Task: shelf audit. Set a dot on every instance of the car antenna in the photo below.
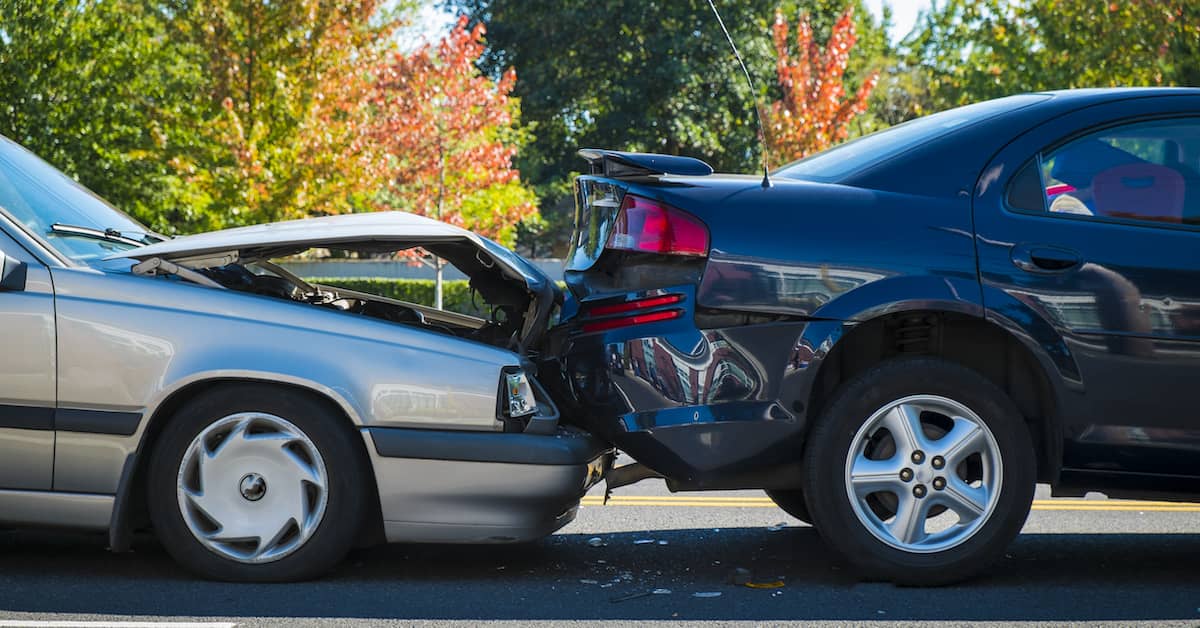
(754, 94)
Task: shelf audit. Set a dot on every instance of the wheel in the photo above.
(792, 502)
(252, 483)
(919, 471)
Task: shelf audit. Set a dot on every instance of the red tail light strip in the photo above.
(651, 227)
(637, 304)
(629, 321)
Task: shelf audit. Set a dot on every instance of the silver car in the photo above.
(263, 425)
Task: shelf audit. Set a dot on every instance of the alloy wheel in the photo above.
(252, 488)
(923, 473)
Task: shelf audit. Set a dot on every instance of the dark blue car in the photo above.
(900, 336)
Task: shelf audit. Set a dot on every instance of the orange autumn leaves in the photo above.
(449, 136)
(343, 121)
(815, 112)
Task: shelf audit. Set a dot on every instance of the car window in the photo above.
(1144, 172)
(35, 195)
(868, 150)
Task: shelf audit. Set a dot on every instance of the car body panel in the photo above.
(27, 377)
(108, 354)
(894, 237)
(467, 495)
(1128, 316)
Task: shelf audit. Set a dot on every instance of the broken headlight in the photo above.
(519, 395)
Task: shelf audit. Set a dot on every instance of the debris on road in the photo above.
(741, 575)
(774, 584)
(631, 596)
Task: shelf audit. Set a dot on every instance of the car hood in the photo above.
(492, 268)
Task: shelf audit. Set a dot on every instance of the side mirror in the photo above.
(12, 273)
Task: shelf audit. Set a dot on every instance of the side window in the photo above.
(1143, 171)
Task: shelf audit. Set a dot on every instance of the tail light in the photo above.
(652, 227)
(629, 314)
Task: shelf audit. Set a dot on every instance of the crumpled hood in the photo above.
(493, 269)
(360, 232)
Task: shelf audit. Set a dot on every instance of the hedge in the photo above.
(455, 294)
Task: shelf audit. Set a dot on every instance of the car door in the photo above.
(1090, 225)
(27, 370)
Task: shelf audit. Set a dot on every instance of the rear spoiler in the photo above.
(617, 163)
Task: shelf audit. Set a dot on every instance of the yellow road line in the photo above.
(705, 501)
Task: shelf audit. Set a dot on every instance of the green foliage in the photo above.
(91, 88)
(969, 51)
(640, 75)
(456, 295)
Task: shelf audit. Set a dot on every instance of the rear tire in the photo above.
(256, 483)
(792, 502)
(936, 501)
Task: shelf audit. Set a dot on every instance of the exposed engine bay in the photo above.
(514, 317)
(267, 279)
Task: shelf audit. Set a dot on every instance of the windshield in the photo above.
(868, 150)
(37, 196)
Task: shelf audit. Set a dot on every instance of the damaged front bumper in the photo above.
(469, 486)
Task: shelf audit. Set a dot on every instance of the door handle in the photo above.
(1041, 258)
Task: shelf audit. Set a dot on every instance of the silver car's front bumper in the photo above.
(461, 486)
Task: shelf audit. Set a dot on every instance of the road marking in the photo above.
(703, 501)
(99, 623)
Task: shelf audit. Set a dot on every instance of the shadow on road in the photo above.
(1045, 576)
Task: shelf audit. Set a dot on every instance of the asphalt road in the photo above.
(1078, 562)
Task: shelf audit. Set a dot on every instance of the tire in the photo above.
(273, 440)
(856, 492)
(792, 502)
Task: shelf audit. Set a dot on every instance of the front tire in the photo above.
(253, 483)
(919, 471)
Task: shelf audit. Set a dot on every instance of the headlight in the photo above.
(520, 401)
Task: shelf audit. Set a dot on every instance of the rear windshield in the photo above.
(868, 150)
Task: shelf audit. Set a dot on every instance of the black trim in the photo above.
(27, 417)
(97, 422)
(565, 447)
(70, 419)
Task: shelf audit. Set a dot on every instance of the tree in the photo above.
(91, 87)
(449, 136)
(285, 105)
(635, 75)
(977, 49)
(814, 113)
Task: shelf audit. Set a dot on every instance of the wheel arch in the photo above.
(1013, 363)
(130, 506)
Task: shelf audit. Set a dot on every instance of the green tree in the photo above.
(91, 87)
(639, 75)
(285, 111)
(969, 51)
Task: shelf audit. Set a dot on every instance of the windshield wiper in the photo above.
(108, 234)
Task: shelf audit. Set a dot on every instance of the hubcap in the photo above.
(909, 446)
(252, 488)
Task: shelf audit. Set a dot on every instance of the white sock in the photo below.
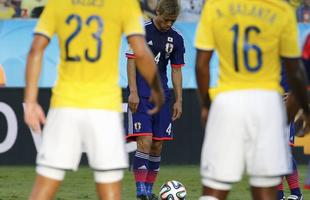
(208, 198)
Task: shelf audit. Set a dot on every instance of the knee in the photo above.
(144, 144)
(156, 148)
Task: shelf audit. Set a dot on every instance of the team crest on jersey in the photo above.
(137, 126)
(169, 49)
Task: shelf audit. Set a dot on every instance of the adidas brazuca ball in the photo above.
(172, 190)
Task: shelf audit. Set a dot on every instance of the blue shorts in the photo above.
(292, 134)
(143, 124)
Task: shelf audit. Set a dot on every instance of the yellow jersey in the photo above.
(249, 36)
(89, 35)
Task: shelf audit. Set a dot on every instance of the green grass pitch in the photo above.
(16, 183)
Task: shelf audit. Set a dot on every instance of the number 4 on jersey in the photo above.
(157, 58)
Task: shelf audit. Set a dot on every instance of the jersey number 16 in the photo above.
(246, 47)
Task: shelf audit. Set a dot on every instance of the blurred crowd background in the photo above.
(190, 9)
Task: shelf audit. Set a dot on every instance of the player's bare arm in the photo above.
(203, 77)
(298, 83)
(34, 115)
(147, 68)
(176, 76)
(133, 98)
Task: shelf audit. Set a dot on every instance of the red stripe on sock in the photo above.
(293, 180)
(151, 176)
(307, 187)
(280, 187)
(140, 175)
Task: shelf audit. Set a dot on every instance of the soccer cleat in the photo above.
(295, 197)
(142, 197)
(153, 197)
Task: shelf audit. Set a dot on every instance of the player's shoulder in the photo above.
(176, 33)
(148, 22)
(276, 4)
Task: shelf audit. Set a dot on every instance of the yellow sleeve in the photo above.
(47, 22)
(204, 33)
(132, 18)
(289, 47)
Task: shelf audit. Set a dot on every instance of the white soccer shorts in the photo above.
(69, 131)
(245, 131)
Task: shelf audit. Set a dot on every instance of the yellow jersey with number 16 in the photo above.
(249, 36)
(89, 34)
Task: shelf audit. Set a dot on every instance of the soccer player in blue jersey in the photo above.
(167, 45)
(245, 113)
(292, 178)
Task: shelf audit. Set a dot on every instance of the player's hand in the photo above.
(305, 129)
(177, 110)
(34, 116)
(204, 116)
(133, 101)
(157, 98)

====

THE PROBLEM.
Copy out the material word for word, without any images.

YOUR RESPONSE.
Task: shelf audit. Set a dot on every instance of the car antenna in the photo below.
(754, 94)
Task: shelf audit. Set a dot on every instance of the wheel in the photo above.
(792, 502)
(252, 483)
(919, 471)
Task: shelf audit. Set a dot on every instance of the red tail light strip in the photo above.
(651, 227)
(637, 304)
(629, 321)
Task: shelf audit. Set a dot on every instance of the silver car in the photo above.
(263, 425)
Task: shelf audit. Set a dot on every instance of the alloy wheel in the photo above.
(252, 488)
(923, 473)
Task: shelf audit. Set a dot on every instance of the dark blue car in the photo above.
(900, 336)
Task: shelf audit. Set a dot on every instance of the orange autumn leaves in the photo above.
(449, 136)
(343, 121)
(815, 112)
Task: shelf audit. Set a dot on every instance of the car window in the photo above.
(1144, 172)
(35, 195)
(868, 150)
Task: shelf audit. Set a dot on every instance of the car body panel in the photo above.
(27, 377)
(108, 354)
(894, 237)
(467, 495)
(1128, 316)
Task: shelf audit. Set a dot on every instance of the broken headlight in the photo above.
(519, 395)
Task: shelf audit. Set a dot on every instance of the debris on road in the photo above.
(741, 575)
(774, 584)
(631, 596)
Task: shelf audit. Set a dot on every instance of the car hood in the photo above.
(492, 268)
Task: shelf audit. Set a dot on every instance of the side mirror in the photo above.
(12, 273)
Task: shelf audit. Set a dot on every instance of the side window in the photo above.
(1143, 171)
Task: shelf audit. Set a dot on every instance of the tail light in the photo above.
(652, 227)
(629, 314)
Task: shelf audit. Set a dot on every instance of the crumpled hood in the photo above.
(493, 269)
(360, 232)
Task: shelf audit. Set a dot on every instance of the hedge in the photo above.
(455, 294)
Task: shelf audit. Set a dot on every instance of the car door in the photo above.
(1090, 225)
(27, 370)
Task: shelf audit. Set a dot on every instance of the rear spoiler in the photo above.
(617, 163)
Task: shelf audit. Set a dot on every instance of the yellow road line in the photo above.
(705, 501)
Task: shelf audit. Set a dot on every instance of the green foliage in the photo above.
(91, 88)
(969, 51)
(640, 75)
(456, 295)
Task: shelf audit. Set a dot on every instance of the rear tire in the photo above.
(256, 483)
(792, 502)
(936, 501)
Task: shelf audit. Set a dot on every instance of the exposed engine bay in the photo above.
(514, 317)
(267, 279)
Task: shelf audit. Set a dot on every instance of the windshield in the photo above.
(868, 150)
(37, 196)
Task: shelf audit. Set a dot on every instance of the damaged front bumper in the photo above.
(469, 486)
Task: shelf audit. Set a dot on every instance of the door handle in the photo above.
(1041, 258)
Task: shelf audit. Set a dot on every instance of the silver car's front bumper in the photo above.
(461, 486)
Task: shelf audit. Set a dot on every instance of the road marking in the photo above.
(703, 501)
(99, 623)
Task: shelf audit. Set a dot on every instance of the shadow on road in the photo above.
(1045, 576)
Task: shelf audit. Set a dot on every instance of the asphalt road in the photo above.
(1078, 562)
Task: shelf audit. Set a dot on every instance of the tire in the photo above.
(273, 440)
(856, 492)
(792, 502)
Task: shelf audit. Set a dot on every instance of the front tire in the photo above.
(253, 483)
(919, 471)
Task: shelf audit. Set a dot on every instance of the headlight in the photo above.
(520, 401)
Task: shelf audit. Set a dot on every instance of the rear windshield in the photo above.
(868, 150)
Task: shelf audit. Set a dot on every instance of the black trim in the photo above.
(27, 417)
(97, 422)
(565, 447)
(70, 419)
Task: shelf audit. Set a dot on every instance of the tree in the photo above.
(91, 87)
(449, 136)
(285, 105)
(635, 75)
(977, 49)
(814, 113)
Task: shelf audit. Set a dot on every instance of the wheel arch in the photo above.
(1013, 363)
(130, 506)
Task: shelf audit. Set a dot on every instance of the green tree in the photo above.
(91, 87)
(639, 75)
(285, 111)
(969, 51)
Task: shelf audit. Set a dot on every instance of the windshield wiper in the photo above.
(108, 234)
Task: shelf audit. Set a dot on every instance of the hubcap in the photo above.
(909, 446)
(252, 488)
Task: shelf audit. Set a dot on every instance of the white sock in the photo below.
(208, 198)
Task: shelf audit. Set a dot on every instance of the knee in the photo above.
(144, 144)
(156, 148)
Task: shelf audit. Set a dot on every instance of the team crest on jersey in the photo above.
(137, 126)
(169, 49)
Task: shelf audit. Set a dot on every instance of the adidas brazuca ball in the photo above.
(172, 190)
Task: shelf audit. Set a dot on every instance of the blue shorts in the photo above.
(292, 134)
(143, 124)
Task: shelf audit. Set a dot on every instance of the yellow jersey in the photo above.
(249, 36)
(89, 35)
Task: shelf audit. Set a dot on every instance of the green grass pitch in the photo above.
(16, 183)
Task: shelf audit. Set a dot on every instance of the number 4 on jersey in the photo above.
(157, 58)
Task: shelf audit. Set a dot on every instance of the jersey number 16 in the photo above.
(246, 47)
Task: shelf audit. Set a dot on every instance of the blurred crowd background in the photo above.
(190, 9)
Task: shelf audit. Set a dot on every instance of the player's bare arm in the photo above.
(203, 77)
(298, 83)
(34, 115)
(147, 68)
(176, 76)
(133, 98)
Task: shelf audit. Set a dot on every instance of the red stripe on sock in the photo above.
(293, 180)
(151, 176)
(307, 187)
(280, 187)
(140, 175)
Task: shelf audit. Set a dot on every instance of the soccer cleat in the photo above.
(295, 197)
(142, 197)
(153, 197)
Task: shelf audit. Set a dot on every instance of the player's shoulder in the photo above.
(176, 33)
(148, 22)
(276, 4)
Task: shelf audit. Set a dot on every instance of the yellow sleeve in the photo above.
(47, 22)
(204, 33)
(132, 18)
(289, 47)
Task: shelf audit. Set a dot on every instance of the white soccer shorts in the photo above.
(69, 131)
(245, 131)
Task: shelf audit. Set a dot on every instance of the yellow jersey with number 16 in the photo above.
(249, 36)
(89, 34)
Task: shelf audit. Set a dot on every instance of the soccer player in blue jersey in the photo above.
(167, 45)
(245, 113)
(292, 178)
Task: shelf audit. Set a dot on every instance of the player's hand in the photo above.
(305, 129)
(177, 110)
(34, 116)
(204, 116)
(133, 101)
(157, 98)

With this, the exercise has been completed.